- **TEXT SEGMENT**
Jul 31, 2013 09:28 AM EDT
People frequently criticized for being fat, are more likely to either become or stay obese and overweight people are less likely to lose weight if they feel that they are being treated differently because of their size, according to a study conducted by researchers from Florida State University.
The findings of the study were published this week in the journal PLoS ONE.
"Weight discrimination, in addition to being hurtful and demeaning, has real consequences for the individual's physical health," said Angelina Sutin, the study author and a psychologist and assistant professor at the Florida State University College of Medicine in Tallahassee, Fla.
FSU researchers said that 'fattism' can arrive from both hurtful comments and job rejections among others.
The study found that because of the stress of being discriminated, people who are sensitive about their weight tend to indulge in comfort food with calorie-laden fatty eatables. It may also drive them to avoid exercise.
As a result, for the overweight people, it becomes more difficult to lose weight.
The researchers arrived at the conclusion after weighing and measuring more than 6,000 men and women. They were asked whether they were ridiculed or treated differently. The participants said that they were stigmatized for their weight, race and color.
They were once again measured and weighed after four years. When the researchers analysed the data, they did not find any link between sexism, racism and weight gain.
The data also revealed that participants who were criticized because of their weight 'were two and a half times more likely to have become obese' than those who were not weight discriminated.
Overweight people, who were poked fun at for their size, were three times likely to remain obese.
'There is a difference between fighting obesity and discriminating against individuals who are obese. It is counterproductive if the campaign is aimed at shaming and blaming the individual. It is possible to promote a healthy lifestyle without being stigmatising,' Sutin said.
Tam Fry, of the National Obesity Forum, said that if people are often told that they are fat, they start to believe it.
'If your nearest and dearest tell you that you are fat in the right way, that could be a good thing. It is no good pussyfooting around it,' Fry said.

- **TASK REQUIREMENTS**
A) According to the article on weight criticism and obesity, after how many years were the participants measured and weighed again?
B) Write out everything in the article on weight criticism and obesity from "The researchers arrived" down to "to remain obese.".

- **DATA SHOWN**

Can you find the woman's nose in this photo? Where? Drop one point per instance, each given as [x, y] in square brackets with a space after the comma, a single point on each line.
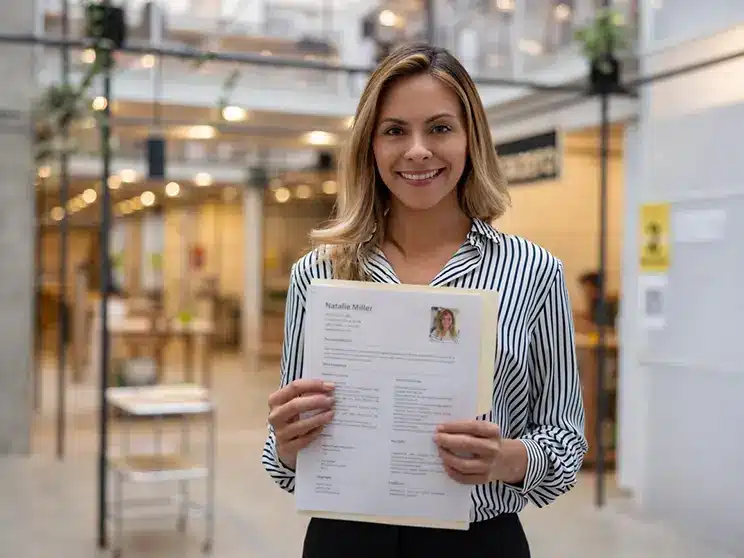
[418, 150]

- **TASK-BY-TASK RESULTS**
A) Four years.

B)
The researchers arrived at the conclusion after weighing and measuring more than 6,000 men and women. They were asked whether they were ridiculed or treated differently. The participants said that they were stigmatized for their weight, race and color.
They were once again measured and weighed after four years. When the researchers analysed the data, they did not find any link between sexism, racism and weight gain.
The data also revealed that participants who were criticized because of their weight 'were two and a half times more likely to have become obese' than those who were not weight discriminated.
Overweight people, who were poked fun at for their size, were three times likely to remain obese.